» DATASET RECORDS:

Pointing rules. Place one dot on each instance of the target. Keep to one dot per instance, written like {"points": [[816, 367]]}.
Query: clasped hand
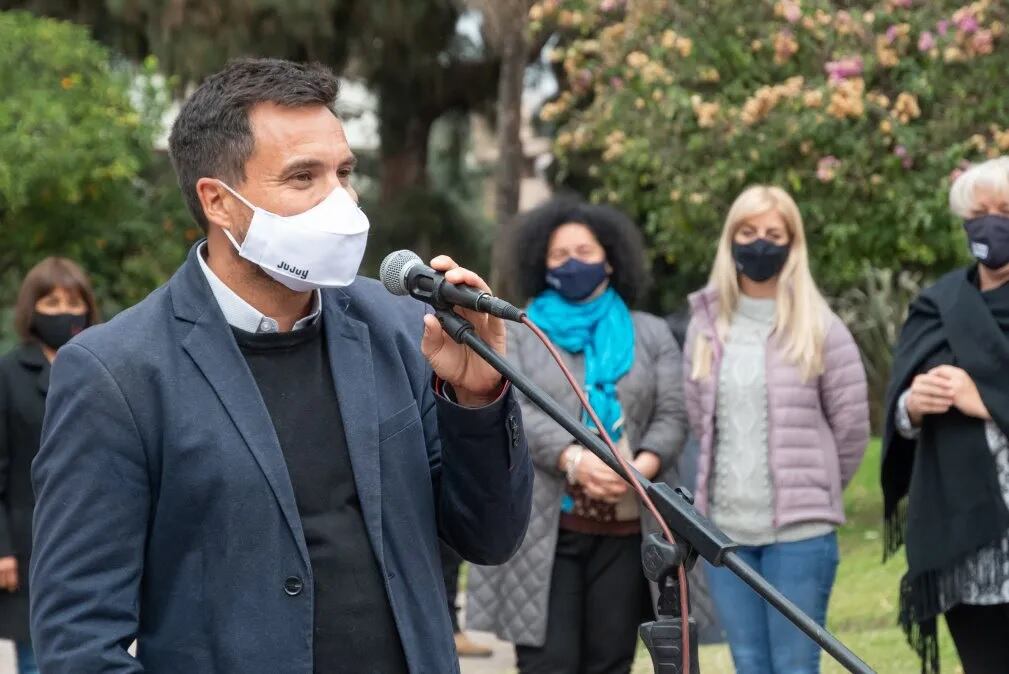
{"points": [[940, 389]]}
---
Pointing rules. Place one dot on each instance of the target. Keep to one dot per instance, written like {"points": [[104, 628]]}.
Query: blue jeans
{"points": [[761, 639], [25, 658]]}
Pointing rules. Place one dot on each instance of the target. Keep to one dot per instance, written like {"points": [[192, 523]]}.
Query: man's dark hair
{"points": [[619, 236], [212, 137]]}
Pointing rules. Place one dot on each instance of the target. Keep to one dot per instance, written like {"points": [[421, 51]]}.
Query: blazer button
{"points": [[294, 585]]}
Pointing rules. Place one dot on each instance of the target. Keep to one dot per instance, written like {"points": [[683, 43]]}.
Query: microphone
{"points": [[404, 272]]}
* * *
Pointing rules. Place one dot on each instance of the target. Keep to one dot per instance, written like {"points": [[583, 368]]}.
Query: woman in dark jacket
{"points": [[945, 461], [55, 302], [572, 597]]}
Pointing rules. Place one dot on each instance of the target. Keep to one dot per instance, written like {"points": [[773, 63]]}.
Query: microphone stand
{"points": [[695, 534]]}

» REQUEST: Determine how many lines in the rows above contain the word "like". State only that number.

» ANSWER TO THE EXERCISE: 7